**STUDY TEXT**
>>>

Obama’s take on U.S. innovation

The problem with left-leaning elites trying to run the U.S. economy from the top down is simple: They think the answer to America’s economic woes is to create more jobs that replicate managers just like them.

They cannot comprehend that, to a good number of American voters, the theme of President Obama’s State of the Union address — government innovation — is an oxymoron.

And so they nodded their heads in recognition of their own greater wisdom as the president intoned, “We’ll invest in biomedical research, information technology and especially clean-energy technology — an investment that will strengthen our security, protect our planet and create countless new jobs for our people.” As if more of the same deficit spending is the answer.

They fail to recognize that so-called green jobs are the most over-hyped jobs in America. (After years of subsidies and special treatment, they represent 174,000 jobs — less than 1 percent of the total — in California, according to the public policy group Next 10.)

In light of the country’s high unemployment rate, you would think it would make more sense for the administration to focus on creating jobs in industries that hire lots of workers. But many of those sectors — manufacturing, energy production — don’t reflect liberal politics. So Obama is big on “jobs of the future.”

Research and development — who can argue with spending money on that?

Except that in this economy, technology and environmental research means funneling government money into high-profile projects staffed by like-minded college graduates, a group with an unemployment rate of about 5 percent. Then, if the project actually produces something commercially viable, the new gadgets can be manufactured by low-skilled workers in a sustenance-wage corner of the world. Think solar power and China.

<<<

**AVAILABLE DATA**
>>>

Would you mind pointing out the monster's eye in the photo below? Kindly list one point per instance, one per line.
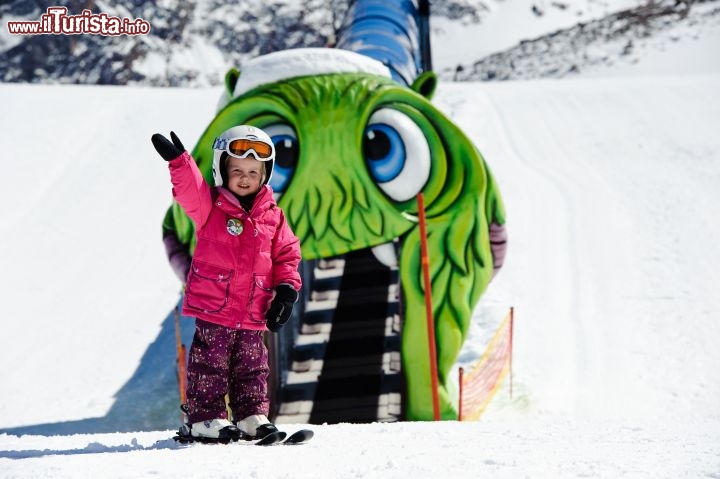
(286, 155)
(397, 154)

<<<

**LIST OF TASKS**
1. According to the column, why does the administration favor "jobs of the future" over industries that hire lots of workers? Answer in one to three sentences.
2. In the column, how many green jobs does Next 10 report for California?
3. Reproduce the column word for word, starting at "And so they" and ending with "is the answer.", including both.
The data are separate material, unrelated to the column.

**ANSWERS TO THIS EXERCISE**
1. The column says that many sectors that hire lots of workers, such as manufacturing and energy production, don't reflect liberal politics. So instead of focusing on those, Obama is big on "jobs of the future."

2. 174,000 jobs, less than 1 percent of the total.

3.
And so they nodded their heads in recognition of their own greater wisdom as the president intoned, “We’ll invest in biomedical research, information technology and especially clean-energy technology — an investment that will strengthen our security, protect our planet and create countless new jobs for our people.” As if more of the same deficit spending is the answer.